▶ Parti dell'esercizio
1) Elenca, per favore, ciò che Tonino Benericetti cerca con passione secondo il brano selezionato.
2) Rispondi a queste domande sul brano selezionato:
(a) In quale luogo e in quale momento comincia la storia?
(b) A quale età geologica risale la fauna scoperta, e quale intervallo di tempo le si attribuiva nel 1985?
(c) Quanto tempo dopo la scoperta si tenne il convegno internazionale che la consacrò?
3) Spiega, in base al brano selezionato, perché Tonino Benericetti decide di mettersi in contatto con la scienza ufficiale e con la Sovrintendenza.

▶ Brano selezionato
———

Prima, però, di parlare dei
fossili più famosi e interessanti della Vena del Gesso, vorrei
raccontare una storia che inizia in un
torrido pomeriggio di agosto del 1985, alla Cava del Monticino
di Brisighella.
Tonino Benericetti (sembrerebbe
un nome di favola e invece è proprio vero) è un appassionato
cercatore di minerali, fossili e antichità. Non lo fa per
lucro, ma per passione. E' autodidatta e non ha ancora avuto
contatti con ambienti ufficiali o accademici. Passa così gran
parte del suo tempo libero e delle vacanze.
Intravede tra masse di cristalli
di gesso e filoni di argilla scura che li innervano dei
frammenti fossili bruni, lucenti, quasi come denti, e qualche
ossa che non ha mai visti nella sua decennale attività nei
gessi. Non ricorda neppure di averne notato accenni nelle poche
pagine di una guida naturalistica locale o all'unica conferenza
divulgativa che ha avuto la ventura di ascoltare sull'argomento.
Questo è il punto cruciale. La
mancanza di riferimenti gli fa presagire di aver scoperto
qualcosa di importante. Supera di colpo i freni della timidezza
e i vantaggi della clandestinità. Si mette in contatto con la
scienza ufficiale e con gli organi di tutela (Sovrintendenza).
In breve tempo appare che quella scoperta da Tonino è una delle
più ricche e interessanti faune europee di roditori fossili e
di altri mammiferi terrestri, che popolavano i bordi
ripetutamente emergenti delle lagune e delle saline durante l'età
geologica conosciuta come Messiniano (da 6,5 a 5 milioni di anni
fa circa secondo le conoscenze al 1985). Un convegno
internazionale consacra la scoperta tre anni dopo e oggi il nome
di Tonino figura nei trattati di paleontologia descrittiva per
essere stato scelto a designare una specie nuova per la scienza.

———

▶ Materiale fornito
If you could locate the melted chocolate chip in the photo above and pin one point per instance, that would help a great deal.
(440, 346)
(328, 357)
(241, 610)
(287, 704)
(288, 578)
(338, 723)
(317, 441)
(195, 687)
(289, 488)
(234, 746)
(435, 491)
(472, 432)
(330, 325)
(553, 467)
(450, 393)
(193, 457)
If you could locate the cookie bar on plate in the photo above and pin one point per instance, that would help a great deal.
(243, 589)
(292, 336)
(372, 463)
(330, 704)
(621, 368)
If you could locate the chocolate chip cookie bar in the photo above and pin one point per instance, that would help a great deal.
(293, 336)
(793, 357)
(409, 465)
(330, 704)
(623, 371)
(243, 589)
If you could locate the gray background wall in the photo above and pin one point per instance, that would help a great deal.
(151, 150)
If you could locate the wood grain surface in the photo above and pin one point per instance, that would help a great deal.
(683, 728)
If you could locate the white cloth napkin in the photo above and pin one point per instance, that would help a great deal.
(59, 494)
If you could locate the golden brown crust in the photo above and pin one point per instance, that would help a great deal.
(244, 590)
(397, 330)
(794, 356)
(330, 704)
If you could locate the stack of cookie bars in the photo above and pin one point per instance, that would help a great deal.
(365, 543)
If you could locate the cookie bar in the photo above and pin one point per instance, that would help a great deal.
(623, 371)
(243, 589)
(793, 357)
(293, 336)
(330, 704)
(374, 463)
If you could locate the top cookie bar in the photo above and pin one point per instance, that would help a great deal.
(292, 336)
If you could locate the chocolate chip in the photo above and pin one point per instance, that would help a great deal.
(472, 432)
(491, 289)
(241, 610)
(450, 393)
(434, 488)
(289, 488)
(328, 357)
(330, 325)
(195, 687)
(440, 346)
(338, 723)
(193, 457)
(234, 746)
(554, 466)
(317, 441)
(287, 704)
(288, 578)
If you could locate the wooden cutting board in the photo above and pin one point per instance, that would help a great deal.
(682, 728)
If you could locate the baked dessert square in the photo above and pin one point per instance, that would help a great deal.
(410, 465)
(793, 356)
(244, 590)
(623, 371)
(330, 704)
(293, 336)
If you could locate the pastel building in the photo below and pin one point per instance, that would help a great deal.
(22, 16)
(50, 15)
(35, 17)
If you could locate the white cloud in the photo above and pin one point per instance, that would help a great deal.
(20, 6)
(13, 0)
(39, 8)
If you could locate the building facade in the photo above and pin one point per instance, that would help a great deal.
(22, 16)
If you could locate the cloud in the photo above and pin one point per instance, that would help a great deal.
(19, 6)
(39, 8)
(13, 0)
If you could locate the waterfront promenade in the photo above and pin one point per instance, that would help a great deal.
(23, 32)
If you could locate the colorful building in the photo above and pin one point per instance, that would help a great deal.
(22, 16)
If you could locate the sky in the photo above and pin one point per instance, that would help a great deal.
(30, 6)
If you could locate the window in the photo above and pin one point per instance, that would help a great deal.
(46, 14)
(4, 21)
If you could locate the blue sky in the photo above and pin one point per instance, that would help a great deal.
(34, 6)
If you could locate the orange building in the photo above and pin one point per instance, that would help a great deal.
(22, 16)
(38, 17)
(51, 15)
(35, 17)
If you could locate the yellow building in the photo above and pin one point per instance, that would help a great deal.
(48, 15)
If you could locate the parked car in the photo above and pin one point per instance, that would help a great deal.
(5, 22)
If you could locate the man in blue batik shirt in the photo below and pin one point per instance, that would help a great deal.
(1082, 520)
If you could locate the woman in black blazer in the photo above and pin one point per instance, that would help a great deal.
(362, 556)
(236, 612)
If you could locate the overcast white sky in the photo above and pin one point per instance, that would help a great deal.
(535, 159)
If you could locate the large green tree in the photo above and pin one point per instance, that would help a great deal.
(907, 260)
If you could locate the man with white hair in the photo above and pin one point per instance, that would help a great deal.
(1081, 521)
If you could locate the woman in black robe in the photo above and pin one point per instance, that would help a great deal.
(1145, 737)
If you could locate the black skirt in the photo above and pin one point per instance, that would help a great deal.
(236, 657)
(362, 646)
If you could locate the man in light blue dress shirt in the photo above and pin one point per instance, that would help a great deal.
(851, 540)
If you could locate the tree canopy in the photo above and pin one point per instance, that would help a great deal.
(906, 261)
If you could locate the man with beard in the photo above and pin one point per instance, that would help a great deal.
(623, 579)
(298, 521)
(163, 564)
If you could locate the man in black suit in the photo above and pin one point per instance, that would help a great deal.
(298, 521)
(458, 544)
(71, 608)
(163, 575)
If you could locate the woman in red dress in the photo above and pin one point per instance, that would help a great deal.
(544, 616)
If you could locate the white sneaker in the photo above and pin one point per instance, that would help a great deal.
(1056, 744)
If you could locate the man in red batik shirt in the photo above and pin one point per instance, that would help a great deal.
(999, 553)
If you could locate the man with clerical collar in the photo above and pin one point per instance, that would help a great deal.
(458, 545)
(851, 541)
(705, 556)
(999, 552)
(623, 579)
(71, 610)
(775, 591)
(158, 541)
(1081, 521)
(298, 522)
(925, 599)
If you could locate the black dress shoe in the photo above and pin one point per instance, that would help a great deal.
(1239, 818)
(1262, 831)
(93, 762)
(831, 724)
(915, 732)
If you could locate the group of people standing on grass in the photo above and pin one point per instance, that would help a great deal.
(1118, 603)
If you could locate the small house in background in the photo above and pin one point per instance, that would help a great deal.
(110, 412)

———

▶ Soluzioni per compito
1) Minerali, fossili e antichità.

2)
(a) Alla Cava del Monticino di Brisighella, in un torrido pomeriggio di agosto del 1985.
(b) Al Messiniano, da 6,5 a 5 milioni di anni fa circa.
(c) Tre anni dopo.

3) Non aveva mai visto fossili e ossa simili nella sua decennale attività nei gessi. Non ne ricordava accenni né nella guida naturalistica locale né nell'unica conferenza ascoltata sull'argomento. Questa mancanza di riferimenti gli fa presagire di aver scoperto qualcosa di importante, e così supera la timidezza e la clandestinità.